_DATA SECTION:_
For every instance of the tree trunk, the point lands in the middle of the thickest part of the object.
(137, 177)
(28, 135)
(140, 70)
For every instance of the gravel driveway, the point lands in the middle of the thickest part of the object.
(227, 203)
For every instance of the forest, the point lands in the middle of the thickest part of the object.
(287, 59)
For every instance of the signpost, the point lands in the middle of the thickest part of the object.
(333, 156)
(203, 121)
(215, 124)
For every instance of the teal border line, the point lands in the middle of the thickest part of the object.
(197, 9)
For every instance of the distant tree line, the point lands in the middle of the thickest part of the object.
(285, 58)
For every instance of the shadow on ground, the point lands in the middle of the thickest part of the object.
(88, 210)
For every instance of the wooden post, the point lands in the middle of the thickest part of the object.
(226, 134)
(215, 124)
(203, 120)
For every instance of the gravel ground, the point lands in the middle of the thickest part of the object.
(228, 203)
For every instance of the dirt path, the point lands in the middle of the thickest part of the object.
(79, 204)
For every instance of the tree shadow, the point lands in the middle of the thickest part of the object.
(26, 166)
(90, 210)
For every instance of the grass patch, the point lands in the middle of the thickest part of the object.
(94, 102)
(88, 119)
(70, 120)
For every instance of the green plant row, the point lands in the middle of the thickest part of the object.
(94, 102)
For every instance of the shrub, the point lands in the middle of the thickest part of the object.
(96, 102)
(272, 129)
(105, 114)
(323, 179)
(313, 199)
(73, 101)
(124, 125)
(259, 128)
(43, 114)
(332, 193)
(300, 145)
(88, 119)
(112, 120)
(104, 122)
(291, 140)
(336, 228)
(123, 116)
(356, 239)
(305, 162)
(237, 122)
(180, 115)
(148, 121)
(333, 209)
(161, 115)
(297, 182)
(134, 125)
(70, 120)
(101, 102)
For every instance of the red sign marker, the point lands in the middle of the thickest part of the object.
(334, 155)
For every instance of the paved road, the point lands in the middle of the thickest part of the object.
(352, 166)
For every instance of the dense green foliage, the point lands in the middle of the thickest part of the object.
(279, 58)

_EXERCISE:_
The answer must be every entry, reproduced exactly.

_ANSWER FOR THE TASK:_
For every instance of the tree trunk, the point lands in the middle of the thickest part of the object.
(137, 177)
(28, 135)
(140, 70)
For every instance of the gravel driveway, the point lands in the middle of the thickest part of the object.
(227, 203)
For every instance of the forest, the point lands in the middle of the thickest part of the object.
(287, 59)
For every instance of the signpost, the point lands in the middle of the thickest part of the object.
(333, 156)
(203, 121)
(215, 124)
For every instance of the teal border line, the point lands in the middle of the thickest part of the object.
(197, 9)
For every instance of the distant tree line, the point lands in the middle of the thickest part of the object.
(285, 58)
For every instance of the shadow on ground, the point lands in the middle of the thickest part of the object.
(88, 210)
For every instance of the wooden post, the point lands in the middle of the thickest part of the object.
(226, 134)
(215, 124)
(203, 120)
For every instance of the gravel ground, the point lands in the middle of the thickest part of the object.
(228, 203)
For every instance of the dirt path, the point lands in the middle of the thickest part of the object.
(79, 204)
For every instance of the tree shadow, the point lands in the middle of the thickest part of the object.
(26, 166)
(90, 210)
For every instance of the grass patch, the point lands in the middle of the thickest part of the object.
(94, 102)
(88, 119)
(70, 120)
For every instance of the green plant row, the point lands in the middle of the thickest part of the object.
(94, 102)
For every instance of the shrub, the point lands in the middle of the thickest part of the object.
(96, 102)
(272, 129)
(105, 114)
(323, 179)
(313, 199)
(73, 101)
(124, 125)
(259, 128)
(43, 114)
(332, 193)
(300, 145)
(88, 119)
(112, 120)
(104, 122)
(291, 140)
(336, 228)
(123, 116)
(356, 239)
(305, 162)
(237, 122)
(180, 115)
(148, 121)
(333, 209)
(161, 115)
(297, 182)
(134, 125)
(70, 120)
(101, 102)
For every instance of the red sign marker, the point lands in the middle of the thickest part of the object.
(334, 155)
For every instance of the paved road, the point lands in the middle of the thickest part of the object.
(352, 166)
For every instance of the dense green foliage, the point lands in the middle of the thickest part of the object.
(279, 58)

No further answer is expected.